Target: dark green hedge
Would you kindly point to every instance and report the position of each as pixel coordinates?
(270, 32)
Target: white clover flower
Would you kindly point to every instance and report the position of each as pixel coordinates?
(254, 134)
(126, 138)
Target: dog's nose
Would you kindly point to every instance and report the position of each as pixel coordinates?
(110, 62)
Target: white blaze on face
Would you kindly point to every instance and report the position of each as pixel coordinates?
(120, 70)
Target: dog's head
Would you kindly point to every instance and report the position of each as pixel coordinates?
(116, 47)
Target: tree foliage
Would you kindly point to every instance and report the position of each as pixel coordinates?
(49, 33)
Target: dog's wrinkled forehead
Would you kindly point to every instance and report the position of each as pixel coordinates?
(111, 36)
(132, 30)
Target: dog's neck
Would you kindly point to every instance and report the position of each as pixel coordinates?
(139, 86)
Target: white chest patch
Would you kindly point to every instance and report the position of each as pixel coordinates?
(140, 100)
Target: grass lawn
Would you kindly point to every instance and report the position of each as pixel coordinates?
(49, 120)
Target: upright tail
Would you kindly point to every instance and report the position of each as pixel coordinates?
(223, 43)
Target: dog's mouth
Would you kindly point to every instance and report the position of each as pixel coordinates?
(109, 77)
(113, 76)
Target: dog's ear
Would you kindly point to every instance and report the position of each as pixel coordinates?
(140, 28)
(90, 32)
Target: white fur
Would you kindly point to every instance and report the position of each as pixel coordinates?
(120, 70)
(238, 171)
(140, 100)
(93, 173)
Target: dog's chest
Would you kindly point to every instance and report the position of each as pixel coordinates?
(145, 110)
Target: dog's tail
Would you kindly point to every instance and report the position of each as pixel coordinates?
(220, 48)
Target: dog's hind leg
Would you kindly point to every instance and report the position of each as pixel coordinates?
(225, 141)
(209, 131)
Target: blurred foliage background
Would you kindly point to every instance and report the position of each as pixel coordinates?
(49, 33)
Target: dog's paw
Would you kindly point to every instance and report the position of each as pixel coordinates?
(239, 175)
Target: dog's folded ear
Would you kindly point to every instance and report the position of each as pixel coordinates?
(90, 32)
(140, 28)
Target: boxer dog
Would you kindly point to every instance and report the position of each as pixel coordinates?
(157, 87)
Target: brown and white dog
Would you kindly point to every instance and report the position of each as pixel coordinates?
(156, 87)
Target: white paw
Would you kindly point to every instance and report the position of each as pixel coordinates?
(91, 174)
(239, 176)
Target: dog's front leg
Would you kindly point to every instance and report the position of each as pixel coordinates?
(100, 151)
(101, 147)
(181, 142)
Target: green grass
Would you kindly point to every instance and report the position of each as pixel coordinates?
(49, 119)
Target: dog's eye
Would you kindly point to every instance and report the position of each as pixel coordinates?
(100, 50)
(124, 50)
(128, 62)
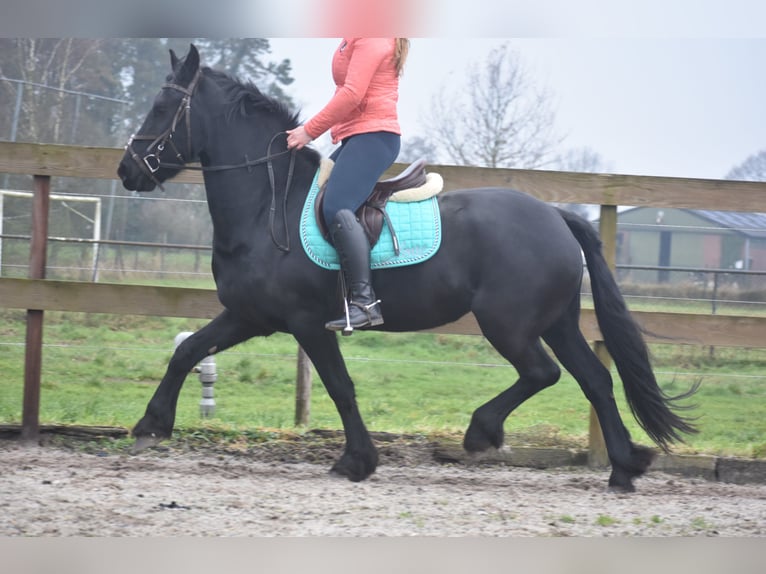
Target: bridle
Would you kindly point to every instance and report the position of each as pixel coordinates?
(150, 163)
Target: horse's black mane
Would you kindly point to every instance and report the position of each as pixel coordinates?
(245, 99)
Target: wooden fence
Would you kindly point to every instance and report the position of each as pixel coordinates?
(37, 294)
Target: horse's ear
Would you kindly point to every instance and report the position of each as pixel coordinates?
(173, 60)
(191, 63)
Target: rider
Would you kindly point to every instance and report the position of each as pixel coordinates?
(362, 116)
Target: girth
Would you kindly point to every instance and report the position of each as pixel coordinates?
(372, 213)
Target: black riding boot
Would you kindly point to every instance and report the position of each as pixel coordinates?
(353, 247)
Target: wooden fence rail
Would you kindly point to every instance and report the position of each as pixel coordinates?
(37, 294)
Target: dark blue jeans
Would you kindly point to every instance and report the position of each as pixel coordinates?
(359, 162)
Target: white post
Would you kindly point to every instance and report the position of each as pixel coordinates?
(207, 376)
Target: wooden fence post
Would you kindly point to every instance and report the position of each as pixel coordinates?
(30, 421)
(303, 389)
(597, 455)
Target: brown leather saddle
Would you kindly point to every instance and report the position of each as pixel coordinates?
(372, 213)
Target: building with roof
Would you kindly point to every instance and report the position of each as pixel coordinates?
(694, 238)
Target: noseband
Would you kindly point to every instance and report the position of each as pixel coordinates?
(150, 162)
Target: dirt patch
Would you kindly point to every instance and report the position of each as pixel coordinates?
(283, 488)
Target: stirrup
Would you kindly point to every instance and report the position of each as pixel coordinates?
(348, 328)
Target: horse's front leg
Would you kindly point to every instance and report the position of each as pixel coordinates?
(221, 333)
(360, 457)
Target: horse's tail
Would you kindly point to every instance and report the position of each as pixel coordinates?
(623, 337)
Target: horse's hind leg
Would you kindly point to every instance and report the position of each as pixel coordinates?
(569, 345)
(536, 372)
(221, 333)
(360, 457)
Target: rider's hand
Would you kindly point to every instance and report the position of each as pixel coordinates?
(297, 138)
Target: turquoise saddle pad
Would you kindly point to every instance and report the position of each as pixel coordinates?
(417, 226)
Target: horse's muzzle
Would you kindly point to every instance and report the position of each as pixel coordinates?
(132, 178)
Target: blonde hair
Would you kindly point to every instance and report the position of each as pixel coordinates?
(401, 50)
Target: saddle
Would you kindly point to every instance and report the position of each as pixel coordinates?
(372, 213)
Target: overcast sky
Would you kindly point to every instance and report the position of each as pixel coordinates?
(685, 107)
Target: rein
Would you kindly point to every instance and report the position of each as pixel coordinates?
(150, 163)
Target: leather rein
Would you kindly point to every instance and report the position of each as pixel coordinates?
(150, 163)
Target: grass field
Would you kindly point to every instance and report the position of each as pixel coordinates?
(102, 370)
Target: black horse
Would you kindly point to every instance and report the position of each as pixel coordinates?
(513, 261)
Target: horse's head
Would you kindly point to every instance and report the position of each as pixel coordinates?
(165, 141)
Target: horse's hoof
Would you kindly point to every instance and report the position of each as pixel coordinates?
(354, 469)
(144, 442)
(622, 488)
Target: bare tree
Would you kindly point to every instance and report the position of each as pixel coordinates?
(752, 169)
(500, 118)
(55, 63)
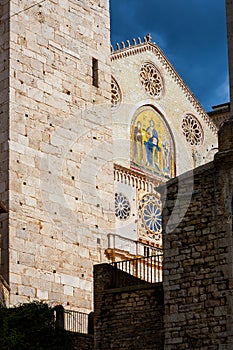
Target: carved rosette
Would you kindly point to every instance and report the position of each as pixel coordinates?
(192, 130)
(122, 206)
(115, 94)
(150, 216)
(151, 79)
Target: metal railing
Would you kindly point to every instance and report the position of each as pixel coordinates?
(75, 321)
(133, 247)
(148, 269)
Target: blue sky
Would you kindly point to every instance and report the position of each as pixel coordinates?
(191, 33)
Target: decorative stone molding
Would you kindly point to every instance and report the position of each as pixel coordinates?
(151, 79)
(133, 178)
(115, 94)
(138, 47)
(122, 206)
(192, 130)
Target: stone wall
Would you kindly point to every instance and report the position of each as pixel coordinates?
(4, 132)
(197, 239)
(229, 13)
(61, 171)
(129, 317)
(82, 341)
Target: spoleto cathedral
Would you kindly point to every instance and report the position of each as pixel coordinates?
(87, 133)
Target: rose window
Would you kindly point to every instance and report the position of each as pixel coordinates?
(151, 216)
(115, 94)
(122, 206)
(192, 130)
(151, 79)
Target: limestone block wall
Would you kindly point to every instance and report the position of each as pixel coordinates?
(4, 131)
(60, 149)
(229, 13)
(127, 317)
(197, 242)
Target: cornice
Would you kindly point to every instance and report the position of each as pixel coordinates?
(138, 48)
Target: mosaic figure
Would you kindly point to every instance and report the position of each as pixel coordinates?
(152, 145)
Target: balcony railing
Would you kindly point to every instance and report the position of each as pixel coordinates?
(75, 321)
(147, 269)
(132, 247)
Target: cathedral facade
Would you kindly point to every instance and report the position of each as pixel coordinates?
(87, 133)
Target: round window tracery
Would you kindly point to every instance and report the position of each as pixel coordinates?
(122, 206)
(151, 216)
(115, 94)
(192, 130)
(151, 79)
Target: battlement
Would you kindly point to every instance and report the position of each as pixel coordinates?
(120, 46)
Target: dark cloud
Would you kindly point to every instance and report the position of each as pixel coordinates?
(192, 35)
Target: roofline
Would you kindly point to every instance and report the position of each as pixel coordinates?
(135, 49)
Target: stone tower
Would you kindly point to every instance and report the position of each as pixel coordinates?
(229, 13)
(56, 174)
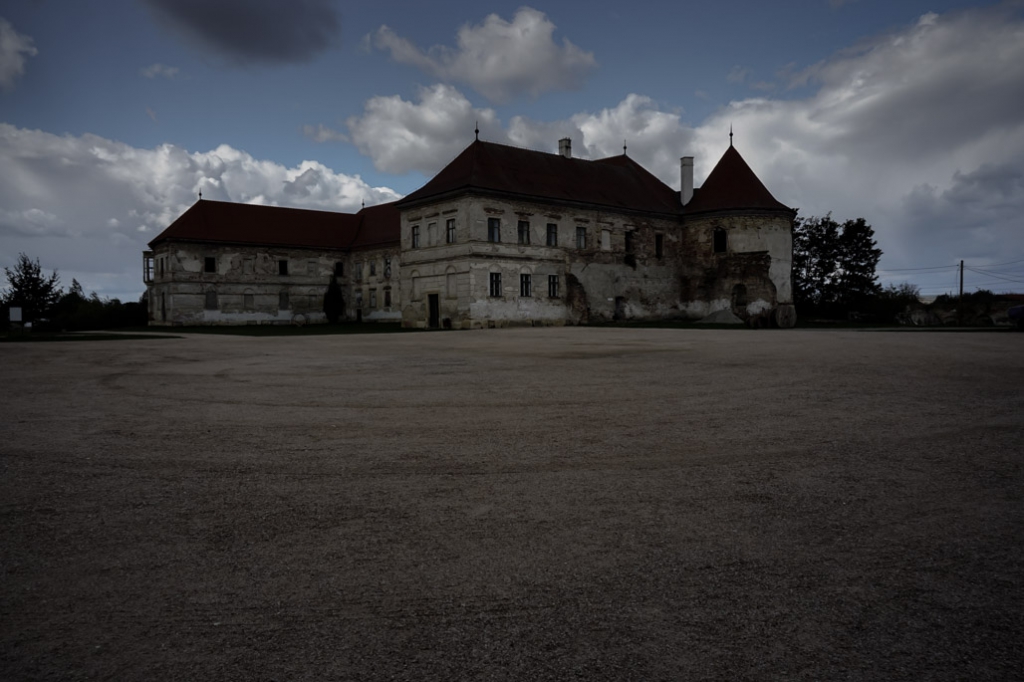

━━━━━━━━━━━━━━━━

● PROBLEM DESCRIPTION
In the entries above, the lines between the one holding "Target: saddle" and the one holding "Target: bare tree", inclusive, are to be printed exactly as written, and those alone.

● WRITTEN RESPONSE
Target: saddle
Would you kindly point to every instance and report the position of each as pixel coordinates?
(372, 213)
Target: overcast sky
Would you kindly point to every instance and report the position of each as pixel coordinates?
(685, 107)
Target: rein
Would you kindly point to every instance and report the position of each as pixel coordinates?
(150, 163)
Target: leather rein
Would you kindly point to every instance and report the position of each as pixel coordinates?
(150, 163)
Target: grass field
Would you kindly point to every instance and report the position of each as pixel coordinates?
(102, 370)
Target: black horse
Would you kindly point to every instance and report the position of each as pixel coordinates?
(513, 261)
Target: horse's head
Would you kindly point to every instance and report the position of each as pixel coordinates?
(165, 141)
Target: horse's hoof
Would you kindly point to every instance and report the position of each as pixel coordinates?
(354, 469)
(144, 442)
(622, 488)
Target: bare tree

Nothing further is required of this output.